* _Texto do exercício_
= = = =
Um discreto mal passado, por favor!

E um efervescente, em caso de indigestão.

Um dias desses, talvez ontem ou hoje mesmo, eu estava dando uma olhada no cardápio Gay de Curitiba e região e, puxa vida – OH, JESUS, GROSS! – Pra quem não sabe sobre o meio gay, nós praticamente temos um delivery de corpos em aplicativos como o Grindr, Scruff e Hornet, onde cada mana coloca sua fotinho com as informações que julga necessárias (e que talvez ajudem a vender).

Nossa, mas parece que você trata as gays apenas como um corpo, sem sentimentos e que devem se encaixar em determinadas características… Querida, não banca a Alice, porque essa é a verdade e todas nós temos culpa!
= = = =
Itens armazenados
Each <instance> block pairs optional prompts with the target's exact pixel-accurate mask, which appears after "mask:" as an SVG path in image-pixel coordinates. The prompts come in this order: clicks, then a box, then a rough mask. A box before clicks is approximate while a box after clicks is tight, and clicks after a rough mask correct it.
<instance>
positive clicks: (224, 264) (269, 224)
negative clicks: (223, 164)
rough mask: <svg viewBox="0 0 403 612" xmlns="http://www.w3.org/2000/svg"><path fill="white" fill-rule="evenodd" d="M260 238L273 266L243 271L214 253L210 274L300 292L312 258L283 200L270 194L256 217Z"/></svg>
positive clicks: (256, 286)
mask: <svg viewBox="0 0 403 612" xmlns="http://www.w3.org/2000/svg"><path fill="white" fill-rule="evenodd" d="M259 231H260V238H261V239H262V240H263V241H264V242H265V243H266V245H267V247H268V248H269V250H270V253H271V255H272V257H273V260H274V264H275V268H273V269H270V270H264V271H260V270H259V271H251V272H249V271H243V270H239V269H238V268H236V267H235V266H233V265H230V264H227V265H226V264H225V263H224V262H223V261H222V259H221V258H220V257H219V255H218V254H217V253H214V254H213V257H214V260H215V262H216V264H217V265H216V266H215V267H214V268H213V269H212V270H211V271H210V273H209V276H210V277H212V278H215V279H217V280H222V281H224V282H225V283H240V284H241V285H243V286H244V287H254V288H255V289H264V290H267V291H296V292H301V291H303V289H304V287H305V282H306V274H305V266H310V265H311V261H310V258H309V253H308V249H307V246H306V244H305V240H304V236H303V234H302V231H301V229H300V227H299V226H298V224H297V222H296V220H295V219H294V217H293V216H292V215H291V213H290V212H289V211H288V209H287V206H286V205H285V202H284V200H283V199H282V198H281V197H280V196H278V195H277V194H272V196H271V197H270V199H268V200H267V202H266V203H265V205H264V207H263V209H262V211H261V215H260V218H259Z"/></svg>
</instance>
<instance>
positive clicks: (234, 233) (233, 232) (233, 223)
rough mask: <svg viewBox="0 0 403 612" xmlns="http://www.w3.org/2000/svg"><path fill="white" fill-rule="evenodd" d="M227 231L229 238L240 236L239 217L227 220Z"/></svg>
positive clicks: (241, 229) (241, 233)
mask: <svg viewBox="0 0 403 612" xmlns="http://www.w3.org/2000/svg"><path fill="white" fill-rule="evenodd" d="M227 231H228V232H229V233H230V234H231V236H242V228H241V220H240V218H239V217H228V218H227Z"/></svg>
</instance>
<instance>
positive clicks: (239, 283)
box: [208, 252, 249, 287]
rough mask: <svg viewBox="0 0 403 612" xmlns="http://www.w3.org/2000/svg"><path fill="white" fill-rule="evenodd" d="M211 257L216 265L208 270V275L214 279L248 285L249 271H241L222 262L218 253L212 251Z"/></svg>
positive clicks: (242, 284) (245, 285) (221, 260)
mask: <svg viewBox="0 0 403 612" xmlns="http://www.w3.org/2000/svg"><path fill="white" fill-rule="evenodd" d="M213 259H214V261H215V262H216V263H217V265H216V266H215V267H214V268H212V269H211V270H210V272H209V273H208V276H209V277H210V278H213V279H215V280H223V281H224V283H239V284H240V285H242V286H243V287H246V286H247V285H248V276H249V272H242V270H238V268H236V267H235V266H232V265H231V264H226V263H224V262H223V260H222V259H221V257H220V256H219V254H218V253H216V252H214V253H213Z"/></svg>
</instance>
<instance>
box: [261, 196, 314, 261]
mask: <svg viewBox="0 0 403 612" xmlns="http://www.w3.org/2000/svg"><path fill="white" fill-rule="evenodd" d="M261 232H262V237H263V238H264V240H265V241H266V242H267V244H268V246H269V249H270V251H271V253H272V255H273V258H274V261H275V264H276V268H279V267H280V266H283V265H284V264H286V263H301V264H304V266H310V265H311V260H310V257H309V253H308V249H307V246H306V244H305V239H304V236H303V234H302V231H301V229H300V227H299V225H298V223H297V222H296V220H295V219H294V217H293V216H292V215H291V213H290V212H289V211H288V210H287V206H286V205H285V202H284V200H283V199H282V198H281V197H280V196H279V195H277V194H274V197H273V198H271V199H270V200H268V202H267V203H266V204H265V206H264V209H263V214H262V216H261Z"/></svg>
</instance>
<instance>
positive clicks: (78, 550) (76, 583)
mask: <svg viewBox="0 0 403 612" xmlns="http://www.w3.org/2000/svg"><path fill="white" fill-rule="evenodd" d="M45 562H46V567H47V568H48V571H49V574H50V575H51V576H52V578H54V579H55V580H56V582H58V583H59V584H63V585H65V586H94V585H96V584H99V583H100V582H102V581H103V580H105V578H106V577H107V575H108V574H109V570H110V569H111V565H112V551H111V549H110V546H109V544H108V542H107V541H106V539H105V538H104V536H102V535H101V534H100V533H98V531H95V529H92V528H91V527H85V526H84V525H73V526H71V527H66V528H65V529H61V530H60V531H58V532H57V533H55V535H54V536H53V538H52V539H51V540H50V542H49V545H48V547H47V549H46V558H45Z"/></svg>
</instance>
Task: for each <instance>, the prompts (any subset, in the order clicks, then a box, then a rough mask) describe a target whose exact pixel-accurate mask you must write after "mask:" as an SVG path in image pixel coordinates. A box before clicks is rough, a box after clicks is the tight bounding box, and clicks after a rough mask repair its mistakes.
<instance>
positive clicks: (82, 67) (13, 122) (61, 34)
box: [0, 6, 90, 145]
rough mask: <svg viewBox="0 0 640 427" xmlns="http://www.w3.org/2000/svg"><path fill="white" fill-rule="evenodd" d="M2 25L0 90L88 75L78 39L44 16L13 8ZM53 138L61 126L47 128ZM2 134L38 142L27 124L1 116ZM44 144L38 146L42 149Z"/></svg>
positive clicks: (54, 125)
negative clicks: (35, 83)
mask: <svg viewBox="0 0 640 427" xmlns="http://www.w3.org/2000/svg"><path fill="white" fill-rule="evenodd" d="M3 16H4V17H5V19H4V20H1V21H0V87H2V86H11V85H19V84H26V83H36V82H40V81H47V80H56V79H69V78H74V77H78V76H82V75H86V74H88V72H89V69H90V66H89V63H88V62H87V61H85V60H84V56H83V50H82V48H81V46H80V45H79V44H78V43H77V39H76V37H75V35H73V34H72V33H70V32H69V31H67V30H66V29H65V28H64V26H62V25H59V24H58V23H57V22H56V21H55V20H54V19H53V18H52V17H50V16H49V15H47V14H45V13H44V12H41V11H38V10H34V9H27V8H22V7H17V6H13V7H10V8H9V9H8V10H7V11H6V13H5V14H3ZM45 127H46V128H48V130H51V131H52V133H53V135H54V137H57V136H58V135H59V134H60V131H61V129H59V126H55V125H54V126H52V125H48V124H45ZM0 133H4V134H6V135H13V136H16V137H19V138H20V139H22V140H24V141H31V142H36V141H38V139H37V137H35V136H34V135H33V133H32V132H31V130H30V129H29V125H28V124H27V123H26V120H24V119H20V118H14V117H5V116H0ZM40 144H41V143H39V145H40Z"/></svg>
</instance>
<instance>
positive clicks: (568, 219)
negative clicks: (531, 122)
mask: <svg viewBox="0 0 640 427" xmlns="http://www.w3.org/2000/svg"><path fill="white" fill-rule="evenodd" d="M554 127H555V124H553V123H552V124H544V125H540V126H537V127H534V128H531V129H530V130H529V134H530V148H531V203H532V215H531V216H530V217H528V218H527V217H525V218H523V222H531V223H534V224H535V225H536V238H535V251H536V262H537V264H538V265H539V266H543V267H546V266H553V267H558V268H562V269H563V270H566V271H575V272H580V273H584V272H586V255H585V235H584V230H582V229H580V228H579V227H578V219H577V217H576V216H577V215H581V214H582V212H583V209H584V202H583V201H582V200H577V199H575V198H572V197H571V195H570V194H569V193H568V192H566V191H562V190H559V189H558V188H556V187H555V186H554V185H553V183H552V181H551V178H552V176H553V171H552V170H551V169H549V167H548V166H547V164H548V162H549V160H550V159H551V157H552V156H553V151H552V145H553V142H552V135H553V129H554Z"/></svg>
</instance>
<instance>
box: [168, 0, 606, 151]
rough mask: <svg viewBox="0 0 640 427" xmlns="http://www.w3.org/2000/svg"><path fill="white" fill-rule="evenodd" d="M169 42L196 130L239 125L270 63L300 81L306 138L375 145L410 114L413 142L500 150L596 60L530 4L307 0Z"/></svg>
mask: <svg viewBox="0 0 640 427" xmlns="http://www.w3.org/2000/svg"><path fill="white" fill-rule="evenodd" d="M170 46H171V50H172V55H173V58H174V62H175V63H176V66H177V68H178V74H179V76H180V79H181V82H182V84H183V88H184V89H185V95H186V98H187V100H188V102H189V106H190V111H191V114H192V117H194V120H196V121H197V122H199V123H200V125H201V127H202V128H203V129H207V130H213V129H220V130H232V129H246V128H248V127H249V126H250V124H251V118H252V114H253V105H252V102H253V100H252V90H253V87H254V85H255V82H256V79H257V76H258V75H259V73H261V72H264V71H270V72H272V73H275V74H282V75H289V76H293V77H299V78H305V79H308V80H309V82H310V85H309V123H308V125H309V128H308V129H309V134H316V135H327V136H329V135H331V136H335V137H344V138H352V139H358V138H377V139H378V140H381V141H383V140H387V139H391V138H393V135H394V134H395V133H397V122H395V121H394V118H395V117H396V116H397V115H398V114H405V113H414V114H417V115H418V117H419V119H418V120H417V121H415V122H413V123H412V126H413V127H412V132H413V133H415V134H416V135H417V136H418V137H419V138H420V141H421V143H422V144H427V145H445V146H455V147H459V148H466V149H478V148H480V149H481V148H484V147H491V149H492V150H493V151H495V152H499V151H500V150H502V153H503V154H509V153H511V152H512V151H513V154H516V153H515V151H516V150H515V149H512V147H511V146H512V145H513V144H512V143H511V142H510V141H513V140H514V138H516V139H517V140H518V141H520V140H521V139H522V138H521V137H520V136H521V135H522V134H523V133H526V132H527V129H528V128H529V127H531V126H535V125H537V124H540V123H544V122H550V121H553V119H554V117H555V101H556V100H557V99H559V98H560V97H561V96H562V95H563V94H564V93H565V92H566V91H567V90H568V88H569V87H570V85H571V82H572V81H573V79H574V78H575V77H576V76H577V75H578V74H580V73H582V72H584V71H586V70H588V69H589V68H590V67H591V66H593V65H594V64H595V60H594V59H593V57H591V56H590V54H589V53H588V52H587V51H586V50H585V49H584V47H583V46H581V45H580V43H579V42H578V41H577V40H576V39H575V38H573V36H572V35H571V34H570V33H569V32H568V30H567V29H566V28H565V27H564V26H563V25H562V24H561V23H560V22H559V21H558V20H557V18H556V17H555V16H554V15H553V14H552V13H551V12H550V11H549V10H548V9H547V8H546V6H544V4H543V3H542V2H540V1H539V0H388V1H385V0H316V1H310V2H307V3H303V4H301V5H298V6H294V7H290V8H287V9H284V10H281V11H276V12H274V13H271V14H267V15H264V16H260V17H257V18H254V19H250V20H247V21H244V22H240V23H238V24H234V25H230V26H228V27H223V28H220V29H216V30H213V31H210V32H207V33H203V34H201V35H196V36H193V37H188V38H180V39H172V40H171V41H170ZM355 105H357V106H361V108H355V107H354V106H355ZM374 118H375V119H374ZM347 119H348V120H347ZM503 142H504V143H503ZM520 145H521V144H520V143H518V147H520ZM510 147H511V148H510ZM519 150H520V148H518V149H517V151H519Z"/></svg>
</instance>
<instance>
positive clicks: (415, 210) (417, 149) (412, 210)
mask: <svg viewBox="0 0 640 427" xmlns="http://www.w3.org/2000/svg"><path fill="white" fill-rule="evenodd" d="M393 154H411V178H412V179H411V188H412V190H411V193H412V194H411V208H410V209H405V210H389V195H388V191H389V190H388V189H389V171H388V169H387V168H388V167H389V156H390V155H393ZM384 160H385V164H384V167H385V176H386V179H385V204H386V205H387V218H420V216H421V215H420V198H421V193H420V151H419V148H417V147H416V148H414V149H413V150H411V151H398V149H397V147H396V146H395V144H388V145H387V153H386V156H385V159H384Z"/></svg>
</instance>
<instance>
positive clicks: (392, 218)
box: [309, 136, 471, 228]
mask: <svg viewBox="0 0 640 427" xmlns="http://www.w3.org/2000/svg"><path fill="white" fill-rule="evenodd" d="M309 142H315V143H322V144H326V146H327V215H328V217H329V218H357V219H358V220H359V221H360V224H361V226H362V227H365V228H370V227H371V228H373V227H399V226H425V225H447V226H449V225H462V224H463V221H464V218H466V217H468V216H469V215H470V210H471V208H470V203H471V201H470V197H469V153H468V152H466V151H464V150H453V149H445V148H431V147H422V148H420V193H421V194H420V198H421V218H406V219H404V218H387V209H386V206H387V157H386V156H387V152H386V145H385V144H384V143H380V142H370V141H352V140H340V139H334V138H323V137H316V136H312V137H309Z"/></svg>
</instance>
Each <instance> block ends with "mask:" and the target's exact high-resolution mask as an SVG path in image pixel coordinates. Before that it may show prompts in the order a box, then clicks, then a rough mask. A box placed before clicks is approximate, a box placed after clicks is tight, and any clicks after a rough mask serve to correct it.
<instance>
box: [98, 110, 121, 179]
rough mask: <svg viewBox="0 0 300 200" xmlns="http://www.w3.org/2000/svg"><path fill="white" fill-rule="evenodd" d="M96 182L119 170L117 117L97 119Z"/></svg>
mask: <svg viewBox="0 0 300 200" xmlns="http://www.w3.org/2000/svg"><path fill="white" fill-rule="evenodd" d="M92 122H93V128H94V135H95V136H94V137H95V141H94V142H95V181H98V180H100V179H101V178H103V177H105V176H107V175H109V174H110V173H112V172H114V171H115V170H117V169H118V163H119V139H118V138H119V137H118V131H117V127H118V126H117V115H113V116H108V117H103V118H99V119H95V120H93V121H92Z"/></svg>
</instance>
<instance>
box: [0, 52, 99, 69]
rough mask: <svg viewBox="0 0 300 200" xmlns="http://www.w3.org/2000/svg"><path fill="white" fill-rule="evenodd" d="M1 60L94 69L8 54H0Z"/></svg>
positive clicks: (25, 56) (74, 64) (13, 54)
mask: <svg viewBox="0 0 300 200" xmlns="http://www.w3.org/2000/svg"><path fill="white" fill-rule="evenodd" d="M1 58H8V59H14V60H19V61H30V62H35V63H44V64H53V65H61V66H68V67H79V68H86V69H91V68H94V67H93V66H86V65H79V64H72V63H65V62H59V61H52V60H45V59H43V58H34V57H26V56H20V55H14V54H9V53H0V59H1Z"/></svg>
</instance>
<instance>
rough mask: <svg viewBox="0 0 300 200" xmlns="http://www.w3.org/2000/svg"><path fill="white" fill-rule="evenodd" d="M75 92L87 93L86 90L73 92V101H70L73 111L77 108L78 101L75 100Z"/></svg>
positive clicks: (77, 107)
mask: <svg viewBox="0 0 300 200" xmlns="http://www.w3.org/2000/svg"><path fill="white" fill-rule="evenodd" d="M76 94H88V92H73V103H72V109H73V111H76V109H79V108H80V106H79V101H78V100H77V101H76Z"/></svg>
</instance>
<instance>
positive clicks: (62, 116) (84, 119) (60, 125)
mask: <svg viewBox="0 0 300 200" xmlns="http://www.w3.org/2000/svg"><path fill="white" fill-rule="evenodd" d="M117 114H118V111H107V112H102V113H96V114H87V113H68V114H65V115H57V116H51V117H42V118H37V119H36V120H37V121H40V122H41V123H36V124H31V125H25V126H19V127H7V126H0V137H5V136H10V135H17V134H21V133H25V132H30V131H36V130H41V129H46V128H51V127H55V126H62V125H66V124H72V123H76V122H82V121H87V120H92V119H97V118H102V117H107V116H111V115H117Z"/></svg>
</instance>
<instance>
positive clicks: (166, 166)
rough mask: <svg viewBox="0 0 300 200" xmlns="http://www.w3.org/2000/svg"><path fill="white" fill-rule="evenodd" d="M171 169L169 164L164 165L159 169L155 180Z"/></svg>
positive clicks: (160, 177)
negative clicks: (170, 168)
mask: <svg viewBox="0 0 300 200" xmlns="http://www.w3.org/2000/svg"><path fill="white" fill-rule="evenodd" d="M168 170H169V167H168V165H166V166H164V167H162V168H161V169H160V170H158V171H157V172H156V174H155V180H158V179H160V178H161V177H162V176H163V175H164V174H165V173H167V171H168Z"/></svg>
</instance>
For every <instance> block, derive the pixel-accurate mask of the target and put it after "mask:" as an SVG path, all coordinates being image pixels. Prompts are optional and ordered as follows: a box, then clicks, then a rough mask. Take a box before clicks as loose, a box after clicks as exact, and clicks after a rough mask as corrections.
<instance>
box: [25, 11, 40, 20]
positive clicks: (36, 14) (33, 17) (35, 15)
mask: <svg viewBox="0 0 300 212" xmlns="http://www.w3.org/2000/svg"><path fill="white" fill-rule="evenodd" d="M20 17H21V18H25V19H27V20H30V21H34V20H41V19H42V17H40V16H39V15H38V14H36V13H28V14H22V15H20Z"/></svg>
= = = =
* _Como fazer_
Retome o texto sobre os aplicativos de encontro gay em Curitiba e continue a escrita a partir da última frase apresentada. A listagem foi retirada de outra fonte.

* _Resposta escrita_
Os aplicativos de pegação são a prova de que uma parcela da comunidade Gay ainda cultua padrões estabelecidos por uma sociedade heteronormativa. É louco se pararmos para pensar que todas nós, LGBTS, sofremos preconceito diariamente, por meio de uma palavra, de um deboche, de um tapa na cara ou de um tiro no rosto. Ninguém está aqui pra cagar regra sobre como cada indivíduo deve viver, isso é uma escolha pessoal, mas é necessário refletirmos sobre como nossas ações individuais afetam no coletivo.

O cardápio que eu mencionei lá no início é recheado de “Discretos” e que não curtem “Afeminados”. Mais uma vez, cada um escolhe como viver. Se pra você ser discreto é não “dar pinta” usando bermuda estampada curta, não relar na bandeira LGBT e não usar mocassim sem meia ou alpargata, tudo bem, gata! Eu também tenho minhas preferências, como não usar boné e a palavra TOP.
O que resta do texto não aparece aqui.